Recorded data
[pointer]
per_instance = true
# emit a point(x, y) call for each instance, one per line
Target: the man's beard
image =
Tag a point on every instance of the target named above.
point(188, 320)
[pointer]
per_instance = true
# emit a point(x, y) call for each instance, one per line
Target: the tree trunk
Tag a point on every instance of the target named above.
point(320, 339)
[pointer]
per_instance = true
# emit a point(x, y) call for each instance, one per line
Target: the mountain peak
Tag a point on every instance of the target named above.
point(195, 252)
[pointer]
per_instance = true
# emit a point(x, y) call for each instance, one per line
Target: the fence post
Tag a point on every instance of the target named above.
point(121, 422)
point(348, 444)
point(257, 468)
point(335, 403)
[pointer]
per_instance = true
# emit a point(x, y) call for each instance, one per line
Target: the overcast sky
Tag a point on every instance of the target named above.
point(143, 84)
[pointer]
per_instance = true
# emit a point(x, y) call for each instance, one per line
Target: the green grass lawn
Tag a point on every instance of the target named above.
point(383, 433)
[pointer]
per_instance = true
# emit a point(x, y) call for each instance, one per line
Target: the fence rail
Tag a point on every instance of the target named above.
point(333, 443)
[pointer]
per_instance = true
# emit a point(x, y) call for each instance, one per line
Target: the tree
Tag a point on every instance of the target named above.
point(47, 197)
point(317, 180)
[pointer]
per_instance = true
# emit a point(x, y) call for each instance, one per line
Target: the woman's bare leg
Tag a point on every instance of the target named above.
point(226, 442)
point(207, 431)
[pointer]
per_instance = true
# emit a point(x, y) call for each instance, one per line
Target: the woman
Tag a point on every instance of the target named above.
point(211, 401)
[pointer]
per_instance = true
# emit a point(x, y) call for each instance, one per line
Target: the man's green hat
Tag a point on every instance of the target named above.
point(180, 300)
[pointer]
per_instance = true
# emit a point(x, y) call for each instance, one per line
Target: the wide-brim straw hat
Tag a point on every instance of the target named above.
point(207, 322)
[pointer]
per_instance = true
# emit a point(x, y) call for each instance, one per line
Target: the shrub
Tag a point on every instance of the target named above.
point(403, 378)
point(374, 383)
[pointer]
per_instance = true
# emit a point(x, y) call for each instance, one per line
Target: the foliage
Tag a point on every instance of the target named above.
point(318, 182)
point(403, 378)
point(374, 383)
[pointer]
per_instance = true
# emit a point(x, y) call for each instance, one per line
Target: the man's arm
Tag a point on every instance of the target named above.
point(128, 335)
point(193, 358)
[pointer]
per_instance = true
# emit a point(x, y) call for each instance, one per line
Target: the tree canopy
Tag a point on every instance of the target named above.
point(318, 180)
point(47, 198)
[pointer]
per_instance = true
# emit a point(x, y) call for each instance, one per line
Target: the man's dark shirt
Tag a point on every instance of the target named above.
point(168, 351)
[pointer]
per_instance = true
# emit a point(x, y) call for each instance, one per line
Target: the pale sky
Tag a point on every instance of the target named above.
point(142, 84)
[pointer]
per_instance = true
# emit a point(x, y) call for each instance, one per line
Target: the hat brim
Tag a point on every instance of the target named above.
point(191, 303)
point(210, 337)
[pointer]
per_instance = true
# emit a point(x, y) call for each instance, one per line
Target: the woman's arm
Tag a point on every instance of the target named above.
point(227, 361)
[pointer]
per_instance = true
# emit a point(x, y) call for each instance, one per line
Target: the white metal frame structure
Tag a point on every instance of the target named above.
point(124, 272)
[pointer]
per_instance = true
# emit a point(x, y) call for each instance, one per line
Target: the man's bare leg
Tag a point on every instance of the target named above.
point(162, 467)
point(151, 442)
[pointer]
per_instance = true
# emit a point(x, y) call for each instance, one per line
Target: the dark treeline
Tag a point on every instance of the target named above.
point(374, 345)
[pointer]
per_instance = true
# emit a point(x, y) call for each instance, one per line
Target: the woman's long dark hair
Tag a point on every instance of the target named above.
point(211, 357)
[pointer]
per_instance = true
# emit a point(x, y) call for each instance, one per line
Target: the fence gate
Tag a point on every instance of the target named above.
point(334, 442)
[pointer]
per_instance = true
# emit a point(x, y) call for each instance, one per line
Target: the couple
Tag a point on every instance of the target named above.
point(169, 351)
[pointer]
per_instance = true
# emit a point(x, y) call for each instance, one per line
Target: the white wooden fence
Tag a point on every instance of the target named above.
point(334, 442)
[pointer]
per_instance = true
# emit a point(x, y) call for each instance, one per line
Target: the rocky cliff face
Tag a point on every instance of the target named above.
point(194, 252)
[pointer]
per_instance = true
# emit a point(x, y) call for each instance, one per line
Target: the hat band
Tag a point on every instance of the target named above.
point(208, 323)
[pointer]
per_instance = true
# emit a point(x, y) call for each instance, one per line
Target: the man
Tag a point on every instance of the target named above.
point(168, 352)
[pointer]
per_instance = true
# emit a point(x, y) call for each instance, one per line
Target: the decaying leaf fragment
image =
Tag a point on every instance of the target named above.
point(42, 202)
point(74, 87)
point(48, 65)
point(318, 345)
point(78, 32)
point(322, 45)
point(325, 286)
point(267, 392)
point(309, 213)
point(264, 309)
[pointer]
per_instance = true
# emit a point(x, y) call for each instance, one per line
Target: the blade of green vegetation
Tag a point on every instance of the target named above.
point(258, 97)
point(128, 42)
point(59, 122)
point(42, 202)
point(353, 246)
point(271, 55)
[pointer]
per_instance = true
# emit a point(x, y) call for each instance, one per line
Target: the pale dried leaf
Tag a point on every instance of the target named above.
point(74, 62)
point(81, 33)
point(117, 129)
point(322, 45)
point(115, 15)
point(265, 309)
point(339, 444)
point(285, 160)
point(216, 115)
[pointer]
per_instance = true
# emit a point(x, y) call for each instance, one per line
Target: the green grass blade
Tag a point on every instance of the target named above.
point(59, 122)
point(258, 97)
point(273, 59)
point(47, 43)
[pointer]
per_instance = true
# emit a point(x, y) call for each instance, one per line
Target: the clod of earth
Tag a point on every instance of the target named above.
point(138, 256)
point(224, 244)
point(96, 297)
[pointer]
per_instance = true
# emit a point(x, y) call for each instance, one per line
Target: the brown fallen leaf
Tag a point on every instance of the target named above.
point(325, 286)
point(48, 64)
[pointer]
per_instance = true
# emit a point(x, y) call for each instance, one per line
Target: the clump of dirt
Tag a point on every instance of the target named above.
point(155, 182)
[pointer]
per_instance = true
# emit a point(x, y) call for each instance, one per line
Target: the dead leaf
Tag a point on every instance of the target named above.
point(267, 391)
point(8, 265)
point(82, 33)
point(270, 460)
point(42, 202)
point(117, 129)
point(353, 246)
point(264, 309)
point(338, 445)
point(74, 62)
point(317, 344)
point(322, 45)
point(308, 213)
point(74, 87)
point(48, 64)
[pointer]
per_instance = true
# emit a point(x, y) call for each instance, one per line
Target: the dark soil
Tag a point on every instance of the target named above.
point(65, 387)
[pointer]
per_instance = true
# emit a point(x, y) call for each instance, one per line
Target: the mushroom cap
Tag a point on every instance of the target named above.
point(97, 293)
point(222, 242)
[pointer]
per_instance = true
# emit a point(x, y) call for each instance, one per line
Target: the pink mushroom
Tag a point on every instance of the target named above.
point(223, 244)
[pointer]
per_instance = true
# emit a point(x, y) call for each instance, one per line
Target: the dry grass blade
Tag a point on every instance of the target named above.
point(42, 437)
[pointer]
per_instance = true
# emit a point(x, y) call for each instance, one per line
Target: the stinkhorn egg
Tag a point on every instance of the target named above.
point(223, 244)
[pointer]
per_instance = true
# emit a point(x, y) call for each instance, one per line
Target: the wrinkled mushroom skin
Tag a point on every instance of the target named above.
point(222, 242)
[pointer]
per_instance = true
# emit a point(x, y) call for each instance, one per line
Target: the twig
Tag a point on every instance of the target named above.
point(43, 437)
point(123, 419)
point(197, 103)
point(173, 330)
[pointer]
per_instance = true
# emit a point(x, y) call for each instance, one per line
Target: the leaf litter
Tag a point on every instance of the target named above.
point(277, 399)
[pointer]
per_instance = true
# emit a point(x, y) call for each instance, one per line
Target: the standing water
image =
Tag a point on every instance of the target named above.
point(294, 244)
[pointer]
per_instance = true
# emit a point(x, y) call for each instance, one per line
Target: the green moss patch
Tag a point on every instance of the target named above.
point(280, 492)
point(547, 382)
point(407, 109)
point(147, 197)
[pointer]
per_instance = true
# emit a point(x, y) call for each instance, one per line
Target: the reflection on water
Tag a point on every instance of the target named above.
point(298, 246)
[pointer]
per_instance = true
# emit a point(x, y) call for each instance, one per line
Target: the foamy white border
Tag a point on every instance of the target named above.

## Task to carry out
Identify every line in the records above that contains the word "white", and copy each one. Case counts.

## Result of this task
Target: the white metal frame structure
Target: the white wooden fence
Target: the foamy white border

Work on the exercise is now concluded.